**GIVEN DATA**.
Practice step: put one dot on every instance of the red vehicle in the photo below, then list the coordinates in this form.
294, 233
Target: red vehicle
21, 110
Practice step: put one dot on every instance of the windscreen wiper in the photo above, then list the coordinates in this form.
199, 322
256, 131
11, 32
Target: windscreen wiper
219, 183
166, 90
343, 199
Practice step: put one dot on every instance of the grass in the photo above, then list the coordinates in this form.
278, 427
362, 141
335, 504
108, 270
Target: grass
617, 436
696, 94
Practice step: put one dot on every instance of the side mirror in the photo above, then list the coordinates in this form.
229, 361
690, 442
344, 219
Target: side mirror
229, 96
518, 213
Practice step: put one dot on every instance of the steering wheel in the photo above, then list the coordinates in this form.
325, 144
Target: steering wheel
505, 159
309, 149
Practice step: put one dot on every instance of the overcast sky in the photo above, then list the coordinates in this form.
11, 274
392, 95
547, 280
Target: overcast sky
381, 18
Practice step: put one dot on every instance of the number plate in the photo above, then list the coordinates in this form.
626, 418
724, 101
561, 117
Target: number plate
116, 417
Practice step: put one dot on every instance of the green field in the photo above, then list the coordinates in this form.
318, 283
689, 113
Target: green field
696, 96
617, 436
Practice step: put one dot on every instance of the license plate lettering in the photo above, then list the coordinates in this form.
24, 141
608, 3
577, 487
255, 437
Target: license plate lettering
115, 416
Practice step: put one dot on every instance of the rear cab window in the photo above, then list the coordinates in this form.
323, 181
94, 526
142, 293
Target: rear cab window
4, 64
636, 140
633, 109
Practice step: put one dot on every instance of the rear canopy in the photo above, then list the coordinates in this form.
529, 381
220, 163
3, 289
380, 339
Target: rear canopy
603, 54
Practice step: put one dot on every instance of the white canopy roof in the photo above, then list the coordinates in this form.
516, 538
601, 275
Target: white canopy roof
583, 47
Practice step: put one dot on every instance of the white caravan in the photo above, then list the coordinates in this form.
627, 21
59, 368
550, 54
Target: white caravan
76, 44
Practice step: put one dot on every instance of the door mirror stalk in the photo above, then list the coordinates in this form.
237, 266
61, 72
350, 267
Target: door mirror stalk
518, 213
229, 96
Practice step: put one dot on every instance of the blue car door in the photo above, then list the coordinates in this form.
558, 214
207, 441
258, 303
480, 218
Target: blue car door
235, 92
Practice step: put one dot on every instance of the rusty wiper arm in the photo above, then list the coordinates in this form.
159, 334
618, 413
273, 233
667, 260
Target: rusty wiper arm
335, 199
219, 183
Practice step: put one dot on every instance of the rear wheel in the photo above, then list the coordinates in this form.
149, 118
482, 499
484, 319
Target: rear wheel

**GOAL**. Rewrite all of the records above, changing "Practice step" to "Warm-up step" wherever it occurs and keeping everything else the same.

**REPLY TO THE EXERCISE**.
Warm-up step: put one dot on every instance of the red vehicle in the photo below, then list the coordinates in this form.
294, 233
Target: red vehicle
21, 110
Warm-up step: put one dot on every instance of the windscreen wiper in the photo above, then list the coordinates in this form.
199, 322
256, 131
11, 32
Target: windscreen wiper
219, 183
166, 90
343, 199
Warm-up step: put one dot on every instance of the grass in the photo above, then list the coordinates in this form.
278, 427
362, 141
335, 504
108, 270
Target: grass
617, 436
696, 94
Warm-up step: put one dot on every instance of the side mirror in the photo above, then list the coordinates in this form.
229, 361
690, 442
344, 219
Target: side mirror
229, 96
518, 213
Warm-up step: put one dot on every instance of the steering wheel in the photo above, then list the coordinates in this form.
325, 144
Target: steering wheel
505, 159
309, 149
Warm-up step: put one dot on every instance of the overcast sky in the photo above, then list the coordinates in this form.
11, 274
392, 95
547, 280
Target: overcast sky
381, 18
Warm-up step: put one dot on every instance of the number plate in the photo above, then list the coordinates in this form.
626, 418
724, 101
561, 117
Target: number plate
116, 417
Warm-up step: put one dot on every instance of the green field in the photo above, then list the coordinates in this form.
318, 283
689, 113
Target: green field
696, 96
617, 436
Warm-up step: put one dot on every instance of the license plate lettering in the photo above, then list the coordinates in this form.
24, 141
608, 3
577, 487
255, 437
Target: license plate lettering
115, 416
Warm-up step: put one dot on every instance of the rear cab window in the photo above, then list the coordinates in this form.
323, 181
94, 526
142, 293
Target: rear cab window
4, 64
636, 140
633, 109
Warm-up step: put one dot on every instance of the rear canopy in the photo above, then list the coordinates in this form.
529, 381
220, 163
3, 289
380, 339
Target: rear canopy
603, 54
Warm-up step: put one dot on every instance of the white canopy roof in the photo above, then list the coordinates in this form.
516, 538
601, 275
Target: white canopy roof
583, 47
Warm-up step: put one dot on every instance of the white caravan in the photo above, then list the coordinates in this form.
627, 21
59, 368
550, 54
Target: white caravan
76, 44
Warm-up step: put one dot on every instance of the door mirror stalk in the photo above, then list the coordinates in this form.
237, 266
61, 72
350, 267
Target: door mirror stalk
518, 213
229, 96
Warm-up step: put one dot on every instance of the blue car door in the photo above, then list the coordinates in this form.
558, 214
207, 441
258, 303
480, 218
Target: blue car door
235, 92
Warm-up step: put one dot on every instance of the rusty wiper arm in the photo above, then list the coordinates in this form.
159, 334
618, 413
273, 233
667, 260
Target: rusty wiper arm
335, 199
219, 183
Warm-up step: put one dot on every instance of the rear wheel in the photo above, then list the coordinates in this form.
149, 118
482, 499
484, 319
Target: rear wheel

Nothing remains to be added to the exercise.